[Collected data]
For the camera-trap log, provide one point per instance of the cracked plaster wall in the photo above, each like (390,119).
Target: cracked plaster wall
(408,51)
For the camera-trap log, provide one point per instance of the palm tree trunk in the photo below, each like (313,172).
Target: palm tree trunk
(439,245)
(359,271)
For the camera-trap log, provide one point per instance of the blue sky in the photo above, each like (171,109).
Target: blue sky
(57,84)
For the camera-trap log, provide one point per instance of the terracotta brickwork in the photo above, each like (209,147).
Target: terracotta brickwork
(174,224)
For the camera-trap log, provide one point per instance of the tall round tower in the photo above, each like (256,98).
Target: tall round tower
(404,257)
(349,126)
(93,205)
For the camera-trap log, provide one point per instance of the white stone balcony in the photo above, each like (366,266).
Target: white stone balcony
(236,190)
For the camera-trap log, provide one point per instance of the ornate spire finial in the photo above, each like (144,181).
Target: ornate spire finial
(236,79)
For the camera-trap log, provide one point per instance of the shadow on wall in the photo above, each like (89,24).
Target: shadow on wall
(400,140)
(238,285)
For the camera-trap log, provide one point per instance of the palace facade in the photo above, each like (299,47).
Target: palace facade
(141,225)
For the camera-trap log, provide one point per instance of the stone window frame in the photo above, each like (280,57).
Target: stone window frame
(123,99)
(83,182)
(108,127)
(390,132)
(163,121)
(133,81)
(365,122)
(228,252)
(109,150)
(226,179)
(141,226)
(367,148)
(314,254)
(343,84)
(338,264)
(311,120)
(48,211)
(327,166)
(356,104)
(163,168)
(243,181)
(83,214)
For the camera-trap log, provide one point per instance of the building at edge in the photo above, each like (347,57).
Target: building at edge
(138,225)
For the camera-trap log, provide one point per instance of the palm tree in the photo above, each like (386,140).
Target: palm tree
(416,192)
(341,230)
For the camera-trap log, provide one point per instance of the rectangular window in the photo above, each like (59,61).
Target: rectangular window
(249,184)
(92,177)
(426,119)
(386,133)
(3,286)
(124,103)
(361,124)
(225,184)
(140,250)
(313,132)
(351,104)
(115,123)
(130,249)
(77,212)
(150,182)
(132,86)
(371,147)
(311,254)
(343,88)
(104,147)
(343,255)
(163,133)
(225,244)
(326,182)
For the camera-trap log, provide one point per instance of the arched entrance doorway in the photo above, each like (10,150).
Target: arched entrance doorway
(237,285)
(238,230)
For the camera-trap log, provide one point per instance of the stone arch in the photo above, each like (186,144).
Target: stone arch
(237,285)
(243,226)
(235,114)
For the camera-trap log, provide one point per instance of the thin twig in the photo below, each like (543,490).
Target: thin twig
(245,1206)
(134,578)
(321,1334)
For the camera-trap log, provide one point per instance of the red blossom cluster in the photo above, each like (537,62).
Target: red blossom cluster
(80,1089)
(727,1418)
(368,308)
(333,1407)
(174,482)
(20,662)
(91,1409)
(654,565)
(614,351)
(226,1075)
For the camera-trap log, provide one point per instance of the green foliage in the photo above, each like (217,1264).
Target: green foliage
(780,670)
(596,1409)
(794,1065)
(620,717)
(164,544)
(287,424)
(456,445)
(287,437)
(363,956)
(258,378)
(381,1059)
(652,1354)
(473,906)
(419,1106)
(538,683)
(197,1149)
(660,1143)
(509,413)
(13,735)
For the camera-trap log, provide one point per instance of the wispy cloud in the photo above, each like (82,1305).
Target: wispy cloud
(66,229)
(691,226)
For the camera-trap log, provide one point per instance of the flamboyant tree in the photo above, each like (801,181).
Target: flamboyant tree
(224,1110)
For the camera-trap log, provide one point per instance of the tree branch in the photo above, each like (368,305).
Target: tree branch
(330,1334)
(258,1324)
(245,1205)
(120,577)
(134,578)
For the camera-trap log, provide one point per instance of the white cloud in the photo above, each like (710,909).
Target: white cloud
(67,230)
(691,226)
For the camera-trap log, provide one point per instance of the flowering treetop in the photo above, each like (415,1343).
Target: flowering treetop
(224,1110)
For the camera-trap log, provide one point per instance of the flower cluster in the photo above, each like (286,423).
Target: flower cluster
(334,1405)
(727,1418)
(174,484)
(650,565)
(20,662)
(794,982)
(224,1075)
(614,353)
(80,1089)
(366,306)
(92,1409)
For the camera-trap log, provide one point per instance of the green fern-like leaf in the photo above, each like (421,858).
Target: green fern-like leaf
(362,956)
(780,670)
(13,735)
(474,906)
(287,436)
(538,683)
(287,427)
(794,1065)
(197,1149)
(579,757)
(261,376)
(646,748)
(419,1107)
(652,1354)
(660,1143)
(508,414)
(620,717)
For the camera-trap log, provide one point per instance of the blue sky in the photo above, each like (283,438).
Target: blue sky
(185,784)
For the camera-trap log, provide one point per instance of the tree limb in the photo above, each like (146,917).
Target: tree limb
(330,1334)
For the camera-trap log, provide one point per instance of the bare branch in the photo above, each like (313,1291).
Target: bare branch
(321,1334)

---

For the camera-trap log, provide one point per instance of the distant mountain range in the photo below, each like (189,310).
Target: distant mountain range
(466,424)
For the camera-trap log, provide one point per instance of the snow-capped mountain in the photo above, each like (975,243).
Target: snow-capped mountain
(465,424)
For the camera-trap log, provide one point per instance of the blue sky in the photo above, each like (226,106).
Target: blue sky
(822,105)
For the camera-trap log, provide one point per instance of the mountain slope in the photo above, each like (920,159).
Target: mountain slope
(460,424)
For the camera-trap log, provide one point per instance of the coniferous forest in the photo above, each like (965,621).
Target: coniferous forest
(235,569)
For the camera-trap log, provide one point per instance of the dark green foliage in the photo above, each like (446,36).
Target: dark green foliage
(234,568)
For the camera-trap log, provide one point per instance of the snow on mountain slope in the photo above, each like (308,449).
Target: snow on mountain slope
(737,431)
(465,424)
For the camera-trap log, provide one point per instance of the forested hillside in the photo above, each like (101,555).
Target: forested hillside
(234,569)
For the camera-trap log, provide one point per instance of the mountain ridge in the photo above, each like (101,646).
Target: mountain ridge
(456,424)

* * *

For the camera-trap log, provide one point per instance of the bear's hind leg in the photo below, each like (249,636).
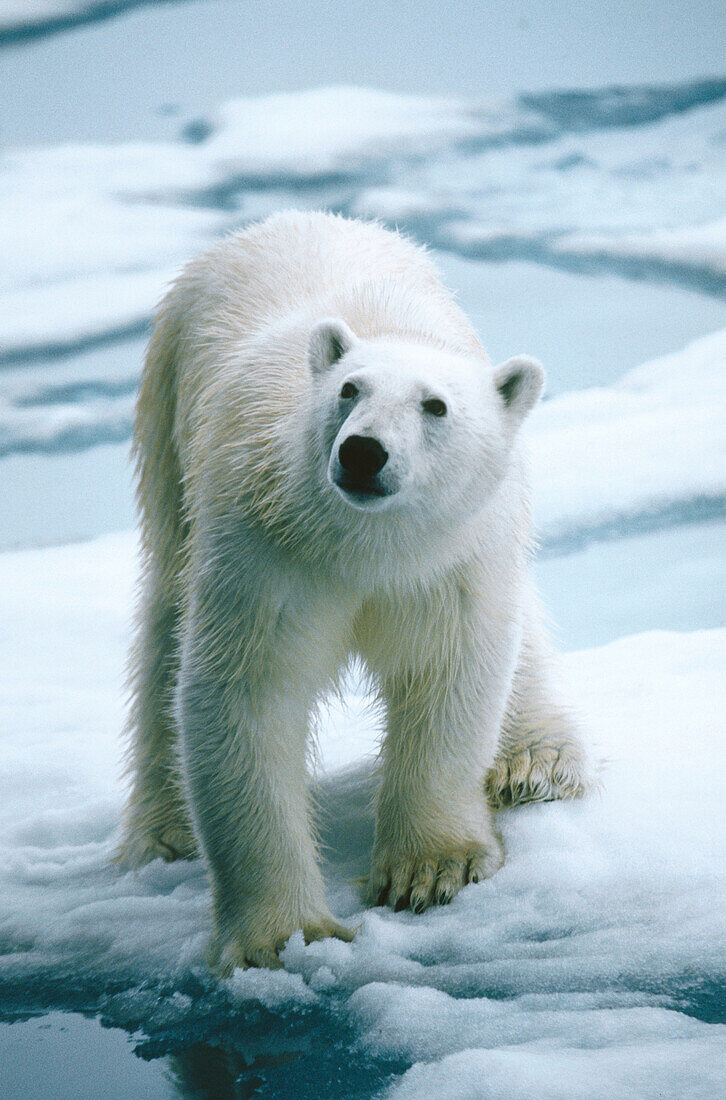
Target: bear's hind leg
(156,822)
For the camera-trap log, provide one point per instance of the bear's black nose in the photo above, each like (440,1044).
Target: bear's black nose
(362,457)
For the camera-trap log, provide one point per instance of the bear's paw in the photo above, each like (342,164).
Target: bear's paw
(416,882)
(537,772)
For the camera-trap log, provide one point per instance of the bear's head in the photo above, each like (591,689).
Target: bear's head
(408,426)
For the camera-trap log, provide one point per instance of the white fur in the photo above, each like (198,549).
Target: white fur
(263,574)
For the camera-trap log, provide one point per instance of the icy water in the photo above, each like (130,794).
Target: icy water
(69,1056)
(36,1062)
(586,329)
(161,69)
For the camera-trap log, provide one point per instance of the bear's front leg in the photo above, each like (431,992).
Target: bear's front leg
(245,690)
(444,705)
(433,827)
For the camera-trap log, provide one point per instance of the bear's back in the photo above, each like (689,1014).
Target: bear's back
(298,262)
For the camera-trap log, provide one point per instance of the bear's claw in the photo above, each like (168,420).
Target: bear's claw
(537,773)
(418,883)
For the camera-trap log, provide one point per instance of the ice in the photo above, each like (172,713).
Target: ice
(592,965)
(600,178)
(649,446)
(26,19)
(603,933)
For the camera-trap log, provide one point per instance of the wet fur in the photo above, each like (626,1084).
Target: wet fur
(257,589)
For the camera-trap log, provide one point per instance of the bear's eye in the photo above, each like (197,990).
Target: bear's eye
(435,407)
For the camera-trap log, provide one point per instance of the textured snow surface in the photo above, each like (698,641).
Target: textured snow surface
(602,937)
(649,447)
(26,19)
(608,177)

• **What the exercise asks**: Show every line of the items above that contains the word "rectangular", treating uppercase and lowercase as different.

• **Full response**:
For the camera-trap log, provide one point per instance of the rectangular window in the photo above, each like (59,61).
Target: rectangular window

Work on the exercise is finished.